● Material supplied
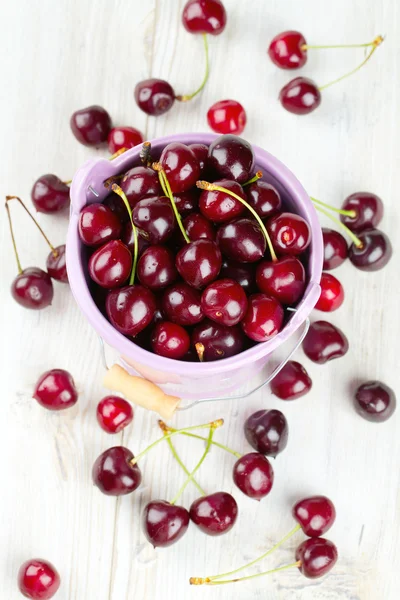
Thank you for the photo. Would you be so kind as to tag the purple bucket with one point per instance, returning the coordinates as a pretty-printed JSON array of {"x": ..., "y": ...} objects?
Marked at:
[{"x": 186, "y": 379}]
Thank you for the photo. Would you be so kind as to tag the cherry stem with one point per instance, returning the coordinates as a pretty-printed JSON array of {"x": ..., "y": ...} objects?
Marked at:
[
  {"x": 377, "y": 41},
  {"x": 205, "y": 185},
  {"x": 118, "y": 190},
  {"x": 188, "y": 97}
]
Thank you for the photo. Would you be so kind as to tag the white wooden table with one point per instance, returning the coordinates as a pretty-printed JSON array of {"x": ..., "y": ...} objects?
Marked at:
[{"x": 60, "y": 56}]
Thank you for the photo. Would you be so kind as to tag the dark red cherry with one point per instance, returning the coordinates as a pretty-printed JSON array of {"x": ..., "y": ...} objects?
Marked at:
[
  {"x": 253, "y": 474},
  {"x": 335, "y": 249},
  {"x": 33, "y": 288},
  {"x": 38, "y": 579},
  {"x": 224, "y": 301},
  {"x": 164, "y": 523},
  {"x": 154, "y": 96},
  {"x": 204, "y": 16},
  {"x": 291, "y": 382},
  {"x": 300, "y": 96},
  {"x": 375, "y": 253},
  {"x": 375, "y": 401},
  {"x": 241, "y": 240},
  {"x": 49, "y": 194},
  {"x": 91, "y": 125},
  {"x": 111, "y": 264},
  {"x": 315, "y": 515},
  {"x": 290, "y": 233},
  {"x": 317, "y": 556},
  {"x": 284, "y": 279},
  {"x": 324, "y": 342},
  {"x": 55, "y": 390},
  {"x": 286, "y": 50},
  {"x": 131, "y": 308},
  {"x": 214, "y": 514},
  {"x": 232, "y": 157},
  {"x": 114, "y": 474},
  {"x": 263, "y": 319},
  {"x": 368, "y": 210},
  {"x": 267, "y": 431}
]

● Task item
Which lines run from the one holding "tag the white" through the end of the data? Write them out exactly, ends included, and add nothing.

● Answer
Thank you for the photo. Would you be so kind as to tag the white wooden table with one point per instance, returning the coordinates as a pretty-printed JSON array of {"x": ..., "y": ...} objects?
Marked at:
[{"x": 60, "y": 56}]
Thank you for the photo. Would you be so kind as to tag the dark red cherry with one point per instance, returning the coordinates as a pretty-printed JSON array of {"x": ..., "y": ...} objects?
Marked at:
[
  {"x": 253, "y": 474},
  {"x": 335, "y": 249},
  {"x": 33, "y": 288},
  {"x": 38, "y": 579},
  {"x": 224, "y": 301},
  {"x": 164, "y": 523},
  {"x": 154, "y": 96},
  {"x": 204, "y": 16},
  {"x": 291, "y": 382},
  {"x": 300, "y": 96},
  {"x": 375, "y": 253},
  {"x": 375, "y": 401},
  {"x": 241, "y": 240},
  {"x": 49, "y": 194},
  {"x": 91, "y": 125},
  {"x": 111, "y": 264},
  {"x": 315, "y": 515},
  {"x": 290, "y": 233},
  {"x": 317, "y": 556},
  {"x": 284, "y": 279},
  {"x": 324, "y": 342},
  {"x": 55, "y": 390},
  {"x": 286, "y": 50},
  {"x": 131, "y": 308},
  {"x": 214, "y": 514},
  {"x": 232, "y": 157},
  {"x": 114, "y": 474},
  {"x": 263, "y": 319},
  {"x": 368, "y": 210},
  {"x": 267, "y": 431}
]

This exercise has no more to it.